EXERCISE SET:
1. Write out everything in the book design interview below from "What can you" down to "and the like.".
2. According to the book design interview below, about how many books has the interviewee published under their own imprint?

TEXT:
+---+
How well do you know Tara McLeod as a person/printer?
I know Tara well, we have been friends for about 10 years. I own a good few of his works and I respect the sensitive interpretation he gives to the printed word – the words of philosophers and poets.
What can you say about the book design process
My husband tells me that my signature design is understated good taste – this may very well be correct. For me it is important that my designs respect and do not outweigh the content, and with only a few exceptions (such as pop-up books) simplicity of form is paramount. As an example, think of all the power points you might have sat through that use, overwhelmingly, every single visual effect.
It is fundamental that the book or magazine has to be easy to read or otherwise interpret and I believe this is the absolute responsibility of the designer. A good designer can also add to the editing process picking up errors, stray footnotes and the like.
How many other books have you been involved with designing and publishing?
Designing I have lost count but publishing under my own imprint about 30 ranging from small poetry chapbooks to larger glossy numbers. You can visit my website for the most recent list.
How did your publishing business evolve?
+---+
ENTRIES PROVIDED:
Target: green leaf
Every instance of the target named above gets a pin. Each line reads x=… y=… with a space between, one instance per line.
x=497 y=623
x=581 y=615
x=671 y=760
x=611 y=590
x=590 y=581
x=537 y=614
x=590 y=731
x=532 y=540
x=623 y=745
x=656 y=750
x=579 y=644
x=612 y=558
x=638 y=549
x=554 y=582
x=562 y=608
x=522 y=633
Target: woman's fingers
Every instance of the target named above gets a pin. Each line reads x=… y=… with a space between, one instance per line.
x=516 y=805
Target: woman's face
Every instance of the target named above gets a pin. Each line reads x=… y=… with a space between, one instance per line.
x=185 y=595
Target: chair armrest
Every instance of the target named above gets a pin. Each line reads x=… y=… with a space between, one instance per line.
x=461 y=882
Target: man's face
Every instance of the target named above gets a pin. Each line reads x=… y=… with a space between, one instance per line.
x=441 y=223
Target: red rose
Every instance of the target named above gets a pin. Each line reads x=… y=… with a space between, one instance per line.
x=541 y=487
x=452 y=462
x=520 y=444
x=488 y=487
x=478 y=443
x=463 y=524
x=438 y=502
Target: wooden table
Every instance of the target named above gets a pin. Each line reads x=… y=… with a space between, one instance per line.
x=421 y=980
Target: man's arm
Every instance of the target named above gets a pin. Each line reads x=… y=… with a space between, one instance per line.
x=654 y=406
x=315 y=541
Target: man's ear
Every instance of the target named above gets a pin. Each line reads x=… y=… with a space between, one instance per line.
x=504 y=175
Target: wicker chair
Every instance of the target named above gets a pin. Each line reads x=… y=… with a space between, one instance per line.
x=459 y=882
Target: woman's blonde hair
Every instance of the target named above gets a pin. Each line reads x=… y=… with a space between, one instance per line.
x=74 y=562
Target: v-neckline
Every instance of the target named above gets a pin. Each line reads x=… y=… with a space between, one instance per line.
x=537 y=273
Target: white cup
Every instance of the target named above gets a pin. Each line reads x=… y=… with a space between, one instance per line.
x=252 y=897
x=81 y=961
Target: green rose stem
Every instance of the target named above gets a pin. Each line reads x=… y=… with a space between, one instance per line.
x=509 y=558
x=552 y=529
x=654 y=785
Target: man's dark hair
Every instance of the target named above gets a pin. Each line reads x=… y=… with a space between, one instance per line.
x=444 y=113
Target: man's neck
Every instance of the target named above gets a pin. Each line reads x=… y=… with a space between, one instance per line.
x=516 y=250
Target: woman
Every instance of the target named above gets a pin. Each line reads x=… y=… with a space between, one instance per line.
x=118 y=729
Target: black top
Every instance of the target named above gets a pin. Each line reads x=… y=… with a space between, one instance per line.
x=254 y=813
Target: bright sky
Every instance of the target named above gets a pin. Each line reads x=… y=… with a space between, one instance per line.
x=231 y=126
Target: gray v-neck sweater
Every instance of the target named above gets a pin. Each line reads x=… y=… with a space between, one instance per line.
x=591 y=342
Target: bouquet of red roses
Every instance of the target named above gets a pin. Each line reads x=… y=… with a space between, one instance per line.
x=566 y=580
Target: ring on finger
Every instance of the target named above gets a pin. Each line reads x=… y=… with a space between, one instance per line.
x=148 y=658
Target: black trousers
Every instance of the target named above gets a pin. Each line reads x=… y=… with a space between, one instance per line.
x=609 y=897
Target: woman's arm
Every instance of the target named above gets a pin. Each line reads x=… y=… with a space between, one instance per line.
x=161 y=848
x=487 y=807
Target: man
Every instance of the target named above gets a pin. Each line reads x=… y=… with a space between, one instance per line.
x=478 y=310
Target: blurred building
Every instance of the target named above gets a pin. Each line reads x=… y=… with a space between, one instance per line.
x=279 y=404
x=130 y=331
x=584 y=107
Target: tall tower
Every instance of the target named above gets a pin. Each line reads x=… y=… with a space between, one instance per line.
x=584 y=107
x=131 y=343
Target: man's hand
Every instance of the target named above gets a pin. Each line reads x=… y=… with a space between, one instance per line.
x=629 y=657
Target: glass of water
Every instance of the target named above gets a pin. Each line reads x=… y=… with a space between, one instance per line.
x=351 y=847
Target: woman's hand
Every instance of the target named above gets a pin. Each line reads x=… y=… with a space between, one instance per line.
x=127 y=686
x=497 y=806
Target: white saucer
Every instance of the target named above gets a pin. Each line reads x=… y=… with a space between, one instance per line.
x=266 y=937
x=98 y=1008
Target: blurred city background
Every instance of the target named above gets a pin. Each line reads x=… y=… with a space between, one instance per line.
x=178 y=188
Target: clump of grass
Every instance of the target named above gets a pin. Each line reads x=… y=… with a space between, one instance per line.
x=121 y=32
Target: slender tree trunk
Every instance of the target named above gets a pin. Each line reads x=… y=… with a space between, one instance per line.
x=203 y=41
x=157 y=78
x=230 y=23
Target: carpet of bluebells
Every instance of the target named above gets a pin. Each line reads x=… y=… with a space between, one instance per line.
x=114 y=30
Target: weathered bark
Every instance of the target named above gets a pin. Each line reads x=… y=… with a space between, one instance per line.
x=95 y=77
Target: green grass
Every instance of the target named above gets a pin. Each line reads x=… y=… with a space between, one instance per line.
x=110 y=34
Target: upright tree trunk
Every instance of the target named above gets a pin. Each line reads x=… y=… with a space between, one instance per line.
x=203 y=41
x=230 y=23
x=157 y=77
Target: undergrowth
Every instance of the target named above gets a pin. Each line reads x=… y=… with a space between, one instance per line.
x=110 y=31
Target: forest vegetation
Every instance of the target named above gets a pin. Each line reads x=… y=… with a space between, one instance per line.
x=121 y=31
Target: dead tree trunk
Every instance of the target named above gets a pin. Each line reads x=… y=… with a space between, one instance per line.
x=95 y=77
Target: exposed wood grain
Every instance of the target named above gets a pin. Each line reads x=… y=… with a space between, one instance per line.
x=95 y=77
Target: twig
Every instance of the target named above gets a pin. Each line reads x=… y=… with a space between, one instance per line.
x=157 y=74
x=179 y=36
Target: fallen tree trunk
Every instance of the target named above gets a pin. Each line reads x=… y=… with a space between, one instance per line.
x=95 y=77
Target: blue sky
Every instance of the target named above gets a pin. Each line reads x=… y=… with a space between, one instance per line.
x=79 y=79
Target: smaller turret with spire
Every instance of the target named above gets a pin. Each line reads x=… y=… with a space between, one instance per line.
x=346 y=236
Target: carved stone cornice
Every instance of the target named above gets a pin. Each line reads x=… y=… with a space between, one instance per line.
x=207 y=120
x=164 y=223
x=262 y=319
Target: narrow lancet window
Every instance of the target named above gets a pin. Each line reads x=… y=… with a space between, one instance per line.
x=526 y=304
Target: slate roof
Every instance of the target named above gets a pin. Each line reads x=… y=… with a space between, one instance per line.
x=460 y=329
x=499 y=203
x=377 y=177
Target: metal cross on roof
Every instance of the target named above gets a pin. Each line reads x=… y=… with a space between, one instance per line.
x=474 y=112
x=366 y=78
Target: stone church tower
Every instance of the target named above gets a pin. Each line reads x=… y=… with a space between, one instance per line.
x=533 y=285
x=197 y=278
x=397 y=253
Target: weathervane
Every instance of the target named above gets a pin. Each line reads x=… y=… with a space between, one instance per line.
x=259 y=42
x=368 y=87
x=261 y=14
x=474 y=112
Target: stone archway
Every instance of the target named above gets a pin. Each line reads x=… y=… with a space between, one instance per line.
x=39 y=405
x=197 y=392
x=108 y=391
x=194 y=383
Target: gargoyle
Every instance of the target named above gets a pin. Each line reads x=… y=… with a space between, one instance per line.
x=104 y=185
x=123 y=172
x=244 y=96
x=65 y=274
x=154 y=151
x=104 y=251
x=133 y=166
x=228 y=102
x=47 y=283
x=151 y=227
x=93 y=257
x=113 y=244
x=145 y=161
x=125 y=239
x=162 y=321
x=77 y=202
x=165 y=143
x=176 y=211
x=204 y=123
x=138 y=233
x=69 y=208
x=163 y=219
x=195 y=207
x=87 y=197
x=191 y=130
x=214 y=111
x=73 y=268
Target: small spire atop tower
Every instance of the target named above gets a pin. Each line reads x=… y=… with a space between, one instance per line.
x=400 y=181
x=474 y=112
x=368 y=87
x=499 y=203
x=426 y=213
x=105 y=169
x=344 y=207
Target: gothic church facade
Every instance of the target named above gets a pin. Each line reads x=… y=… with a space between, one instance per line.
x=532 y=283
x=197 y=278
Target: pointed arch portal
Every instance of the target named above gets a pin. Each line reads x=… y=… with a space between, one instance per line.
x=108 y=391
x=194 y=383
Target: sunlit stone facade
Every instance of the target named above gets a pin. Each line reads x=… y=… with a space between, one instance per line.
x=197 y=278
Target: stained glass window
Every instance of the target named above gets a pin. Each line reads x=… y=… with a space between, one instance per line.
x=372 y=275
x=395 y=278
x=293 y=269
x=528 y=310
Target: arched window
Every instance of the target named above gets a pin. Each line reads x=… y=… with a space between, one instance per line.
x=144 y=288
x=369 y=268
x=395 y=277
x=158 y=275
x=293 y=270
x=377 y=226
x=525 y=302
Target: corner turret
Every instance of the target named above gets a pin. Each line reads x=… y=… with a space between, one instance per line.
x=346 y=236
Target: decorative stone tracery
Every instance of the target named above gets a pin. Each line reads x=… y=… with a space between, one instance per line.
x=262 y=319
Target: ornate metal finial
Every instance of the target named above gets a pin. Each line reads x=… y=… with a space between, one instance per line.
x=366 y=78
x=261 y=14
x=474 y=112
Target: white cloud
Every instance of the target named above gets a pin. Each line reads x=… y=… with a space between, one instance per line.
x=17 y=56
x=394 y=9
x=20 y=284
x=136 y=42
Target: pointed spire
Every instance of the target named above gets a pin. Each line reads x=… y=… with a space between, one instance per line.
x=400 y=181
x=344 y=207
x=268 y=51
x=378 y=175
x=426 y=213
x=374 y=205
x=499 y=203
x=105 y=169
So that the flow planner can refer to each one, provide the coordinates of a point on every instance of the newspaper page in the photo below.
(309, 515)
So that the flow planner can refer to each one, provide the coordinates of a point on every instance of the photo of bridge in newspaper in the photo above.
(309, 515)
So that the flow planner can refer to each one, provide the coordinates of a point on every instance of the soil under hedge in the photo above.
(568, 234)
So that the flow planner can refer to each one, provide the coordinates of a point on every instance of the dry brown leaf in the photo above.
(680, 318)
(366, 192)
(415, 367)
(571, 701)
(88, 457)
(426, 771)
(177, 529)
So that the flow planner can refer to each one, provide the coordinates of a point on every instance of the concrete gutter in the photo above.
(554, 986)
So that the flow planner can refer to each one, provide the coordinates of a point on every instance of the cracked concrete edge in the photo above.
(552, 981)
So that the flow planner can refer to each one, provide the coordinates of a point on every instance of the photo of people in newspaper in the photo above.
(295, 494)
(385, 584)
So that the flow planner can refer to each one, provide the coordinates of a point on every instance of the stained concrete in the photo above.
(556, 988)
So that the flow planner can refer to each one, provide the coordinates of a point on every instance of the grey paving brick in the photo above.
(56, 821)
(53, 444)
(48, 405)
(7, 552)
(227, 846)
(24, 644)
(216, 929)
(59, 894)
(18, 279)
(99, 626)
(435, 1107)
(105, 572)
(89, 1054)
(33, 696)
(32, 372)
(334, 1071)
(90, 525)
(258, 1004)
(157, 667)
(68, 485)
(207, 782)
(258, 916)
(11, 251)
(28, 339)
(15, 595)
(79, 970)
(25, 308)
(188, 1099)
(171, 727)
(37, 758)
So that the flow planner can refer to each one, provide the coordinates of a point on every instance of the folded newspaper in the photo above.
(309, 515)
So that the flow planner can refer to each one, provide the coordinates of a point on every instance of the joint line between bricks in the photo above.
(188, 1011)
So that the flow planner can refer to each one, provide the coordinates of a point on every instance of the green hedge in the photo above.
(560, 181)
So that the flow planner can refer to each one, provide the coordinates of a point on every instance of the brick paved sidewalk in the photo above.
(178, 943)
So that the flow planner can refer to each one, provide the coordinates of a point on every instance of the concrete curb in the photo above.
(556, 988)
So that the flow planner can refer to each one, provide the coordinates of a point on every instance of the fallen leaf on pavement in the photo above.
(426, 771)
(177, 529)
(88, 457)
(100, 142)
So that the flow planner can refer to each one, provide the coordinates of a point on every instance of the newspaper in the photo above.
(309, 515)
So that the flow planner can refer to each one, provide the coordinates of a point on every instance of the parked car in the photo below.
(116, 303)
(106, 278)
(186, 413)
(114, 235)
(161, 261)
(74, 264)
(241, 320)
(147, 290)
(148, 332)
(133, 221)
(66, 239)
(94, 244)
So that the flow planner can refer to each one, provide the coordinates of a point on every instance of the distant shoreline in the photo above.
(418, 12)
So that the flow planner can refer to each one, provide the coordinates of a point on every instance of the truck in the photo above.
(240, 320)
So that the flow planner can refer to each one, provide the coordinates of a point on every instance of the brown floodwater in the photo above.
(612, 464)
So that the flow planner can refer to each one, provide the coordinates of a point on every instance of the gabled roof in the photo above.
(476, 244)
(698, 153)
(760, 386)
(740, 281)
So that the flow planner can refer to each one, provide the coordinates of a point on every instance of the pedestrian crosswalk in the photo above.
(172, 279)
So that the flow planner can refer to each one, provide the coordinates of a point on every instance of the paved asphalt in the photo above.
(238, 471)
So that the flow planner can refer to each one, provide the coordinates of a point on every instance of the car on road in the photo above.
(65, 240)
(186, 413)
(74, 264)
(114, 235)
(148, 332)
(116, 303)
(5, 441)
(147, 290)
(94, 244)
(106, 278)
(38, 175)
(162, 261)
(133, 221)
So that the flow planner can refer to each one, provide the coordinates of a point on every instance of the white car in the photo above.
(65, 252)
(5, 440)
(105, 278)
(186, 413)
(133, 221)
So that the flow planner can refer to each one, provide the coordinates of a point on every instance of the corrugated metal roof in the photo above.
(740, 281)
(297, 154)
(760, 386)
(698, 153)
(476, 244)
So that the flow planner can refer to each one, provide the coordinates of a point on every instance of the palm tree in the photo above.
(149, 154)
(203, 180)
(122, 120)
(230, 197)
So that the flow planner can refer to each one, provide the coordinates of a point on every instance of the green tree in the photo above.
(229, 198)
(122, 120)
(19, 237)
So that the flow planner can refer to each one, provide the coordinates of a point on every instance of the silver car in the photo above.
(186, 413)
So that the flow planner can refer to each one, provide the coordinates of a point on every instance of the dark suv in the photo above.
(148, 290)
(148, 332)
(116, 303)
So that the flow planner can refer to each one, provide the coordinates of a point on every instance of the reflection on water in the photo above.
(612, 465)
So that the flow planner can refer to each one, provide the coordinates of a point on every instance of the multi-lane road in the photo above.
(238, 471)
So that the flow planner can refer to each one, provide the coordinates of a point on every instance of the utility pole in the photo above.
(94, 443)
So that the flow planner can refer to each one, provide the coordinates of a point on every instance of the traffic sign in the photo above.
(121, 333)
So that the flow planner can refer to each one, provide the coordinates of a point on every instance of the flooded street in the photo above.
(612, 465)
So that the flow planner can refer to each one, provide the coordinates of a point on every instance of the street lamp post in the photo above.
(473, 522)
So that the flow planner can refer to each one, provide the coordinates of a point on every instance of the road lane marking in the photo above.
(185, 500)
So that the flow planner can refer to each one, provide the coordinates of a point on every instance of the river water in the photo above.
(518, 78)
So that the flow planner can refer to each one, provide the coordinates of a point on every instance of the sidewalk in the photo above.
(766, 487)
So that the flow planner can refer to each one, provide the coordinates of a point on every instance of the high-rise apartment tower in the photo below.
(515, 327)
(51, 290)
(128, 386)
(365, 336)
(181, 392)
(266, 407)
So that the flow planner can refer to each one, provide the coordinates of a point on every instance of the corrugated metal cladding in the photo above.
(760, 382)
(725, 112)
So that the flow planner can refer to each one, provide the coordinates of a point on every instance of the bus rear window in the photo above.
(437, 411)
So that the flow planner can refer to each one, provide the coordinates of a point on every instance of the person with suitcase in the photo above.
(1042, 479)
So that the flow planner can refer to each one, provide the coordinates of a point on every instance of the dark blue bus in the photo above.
+---+
RESPONSES IN ORDER:
1.
What can you say about the book design process
My husband tells me that my signature design is understated good taste – this may very well be correct. For me it is important that my designs respect and do not outweigh the content, and with only a few exceptions (such as pop-up books) simplicity of form is paramount. As an example, think of all the power points you might have sat through that use, overwhelmingly, every single visual effect.
It is fundamental that the book or magazine has to be easy to read or otherwise interpret and I believe this is the absolute responsibility of the designer. A good designer can also add to the editing process picking up errors, stray footnotes and the like.

2. About 30.